ЗАДАНИЕ A:
Перепишите отрывок об Эйнштейне целиком, знак в знак.

Эйнштейн. Жизнь, смерть, бессмертие (Кузнецов) - страница 133

Но "удача природы" означает не только такое подтверждение, иначе она была бы не столько удачей природы, сколько удачей картины в одном случае и физической теории - в другом. Теория опирается не только на наблюдение ("внешнее оправдание"), но и на связь с более общим принципом ("внутреннее совершенство"), и когда внешнему оправданию удается совпасть с внутренним совершенством, наблюдению с рационалистическим критерием, - это удача для обоих полюсов познания.

Нужно также подчеркнуть, что позиция Эйнштейна ни в коей мере не выражала высокой оценки собственных расчетов. Вряд ли Эйнштейн вообще когда-либо останавливался на оценке своих интеллектуальных сил - подобные мысли не приходили ему на ум в течение всей жизни. Приведенный ответ выражал ту же презумпцию познаваемости и гармонии мира. Если описать мир в соответствии с данными эксперимента ("внешнее оправдание") и по возможности без произвольных допущений ("внутреннее совершенство"), то описание мира будет с известным приближением соответствовать объективной истине. Презумпция познаваемости и гармонии достигала в данном случае эвристической силы, свойственной гению. Она окрашивала вместе с тем и отношение Эйнштейна к своей работе, к науке, к ее ценности, к ее общественной функции.

193

8 Einstein on peace, XVI.

С ней связан и моральный облик Эйнштейна. На таком уровне уже не могло быть противоречия между интеллектуальной мощью и моральными устоями. Только обращенный к "внеличному", забывший себя (и именно поэтому неспособный забыть о людях) человек мог с такой гениальной свободой оперировать абстрактными понятиями, никогда не превращая эту операцию в независимое от эксперимента условное конструирование и никогда не сводя связь с экспериментом к феноменологическим рамкам "чистого описания". Слава, обрушившаяся на Эйнштейна, заставила его почувствовать ответственность ученого за судьбу человечества. В последнем счете эта слава была симптомом той беспрецедентной роли, которую приобрела наука в XX столетии и которая является тайной этого столетия.

ЗАДАНИЕ B:
Представьте в виде таблицы Markdown только часть записей: начните со строки, в которой есть "TARGET = red triangle reflector", и закончите строкой, в которой есть "(1084, 155)", включая обе. Назовите столбцы «№» и «Строка», в первый ставьте порядковый номер, пустые строки пропустите.

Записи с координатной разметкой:
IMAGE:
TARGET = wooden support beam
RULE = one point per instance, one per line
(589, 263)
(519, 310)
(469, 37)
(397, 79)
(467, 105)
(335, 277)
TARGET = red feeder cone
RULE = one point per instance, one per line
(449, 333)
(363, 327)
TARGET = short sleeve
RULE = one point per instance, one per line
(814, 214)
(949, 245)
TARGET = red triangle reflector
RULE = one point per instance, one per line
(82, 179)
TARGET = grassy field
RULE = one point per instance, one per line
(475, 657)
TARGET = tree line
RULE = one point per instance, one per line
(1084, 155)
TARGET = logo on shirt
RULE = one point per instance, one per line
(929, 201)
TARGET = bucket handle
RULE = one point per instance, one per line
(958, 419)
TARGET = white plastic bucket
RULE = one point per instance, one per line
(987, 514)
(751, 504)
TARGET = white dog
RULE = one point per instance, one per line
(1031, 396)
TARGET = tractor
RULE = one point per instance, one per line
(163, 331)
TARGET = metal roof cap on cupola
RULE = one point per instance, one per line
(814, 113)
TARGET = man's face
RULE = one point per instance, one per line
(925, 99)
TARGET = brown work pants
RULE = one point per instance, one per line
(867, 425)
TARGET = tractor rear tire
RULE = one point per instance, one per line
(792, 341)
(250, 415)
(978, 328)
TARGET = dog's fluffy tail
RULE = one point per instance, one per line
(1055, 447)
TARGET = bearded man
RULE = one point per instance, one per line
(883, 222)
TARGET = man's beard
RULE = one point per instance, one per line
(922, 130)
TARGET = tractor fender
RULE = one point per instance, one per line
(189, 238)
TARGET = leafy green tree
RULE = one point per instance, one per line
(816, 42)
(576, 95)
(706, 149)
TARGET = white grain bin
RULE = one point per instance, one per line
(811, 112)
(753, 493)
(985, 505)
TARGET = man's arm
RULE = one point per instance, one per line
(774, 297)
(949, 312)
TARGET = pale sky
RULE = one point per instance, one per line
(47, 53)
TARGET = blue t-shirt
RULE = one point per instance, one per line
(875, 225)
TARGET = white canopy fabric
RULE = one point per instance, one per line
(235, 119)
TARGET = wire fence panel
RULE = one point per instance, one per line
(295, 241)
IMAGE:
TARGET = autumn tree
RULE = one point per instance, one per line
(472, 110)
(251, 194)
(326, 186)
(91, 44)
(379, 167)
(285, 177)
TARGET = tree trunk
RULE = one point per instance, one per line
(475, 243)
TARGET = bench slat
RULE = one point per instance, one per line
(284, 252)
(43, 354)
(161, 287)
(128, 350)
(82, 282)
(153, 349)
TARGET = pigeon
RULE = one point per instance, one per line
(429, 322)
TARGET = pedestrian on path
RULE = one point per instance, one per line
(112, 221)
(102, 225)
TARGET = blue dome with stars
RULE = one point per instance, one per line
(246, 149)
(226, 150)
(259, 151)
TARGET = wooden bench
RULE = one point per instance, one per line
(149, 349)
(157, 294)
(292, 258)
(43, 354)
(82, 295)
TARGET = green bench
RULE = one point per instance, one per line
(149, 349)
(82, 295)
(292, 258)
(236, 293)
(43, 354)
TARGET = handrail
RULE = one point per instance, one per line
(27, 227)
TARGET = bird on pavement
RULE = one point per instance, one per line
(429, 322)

ОТВЕТ A:
Эйнштейн. Жизнь, смерть, бессмертие (Кузнецов) - страница 133

Но "удача природы" означает не только такое подтверждение, иначе она была бы не столько удачей природы, сколько удачей картины в одном случае и физической теории - в другом. Теория опирается не только на наблюдение ("внешнее оправдание"), но и на связь с более общим принципом ("внутреннее совершенство"), и когда внешнему оправданию удается совпасть с внутренним совершенством, наблюдению с рационалистическим критерием, - это удача для обоих полюсов познания.

Нужно также подчеркнуть, что позиция Эйнштейна ни в коей мере не выражала высокой оценки собственных расчетов. Вряд ли Эйнштейн вообще когда-либо останавливался на оценке своих интеллектуальных сил - подобные мысли не приходили ему на ум в течение всей жизни. Приведенный ответ выражал ту же презумпцию познаваемости и гармонии мира. Если описать мир в соответствии с данными эксперимента ("внешнее оправдание") и по возможности без произвольных допущений ("внутреннее совершенство"), то описание мира будет с известным приближением соответствовать объективной истине. Презумпция познаваемости и гармонии достигала в данном случае эвристической силы, свойственной гению. Она окрашивала вместе с тем и отношение Эйнштейна к своей работе, к науке, к ее ценности, к ее общественной функции.

193

8 Einstein on peace, XVI.

С ней связан и моральный облик Эйнштейна. На таком уровне уже не могло быть противоречия между интеллектуальной мощью и моральными устоями. Только обращенный к "внеличному", забывший себя (и именно поэтому неспособный забыть о людях) человек мог с такой гениальной свободой оперировать абстрактными понятиями, никогда не превращая эту операцию в независимое от эксперимента условное конструирование и никогда не сводя связь с экспериментом к феноменологическим рамкам "чистого описания". Слава, обрушившаяся на Эйнштейна, заставила его почувствовать ответственность ученого за судьбу человечества. В последнем счете эта слава была симптомом той беспрецедентной роли, которую приобрела наука в XX столетии и которая является тайной этого столетия.

ОТВЕТ B:
| № | Строка |
|---|---|
| 1 | TARGET = red triangle reflector |
| 2 | RULE = one point per instance, one per line |
| 3 | (82, 179) |
| 4 | TARGET = grassy field |
| 5 | RULE = one point per instance, one per line |
| 6 | (475, 657) |
| 7 | TARGET = tree line |
| 8 | RULE = one point per instance, one per line |
| 9 | (1084, 155) |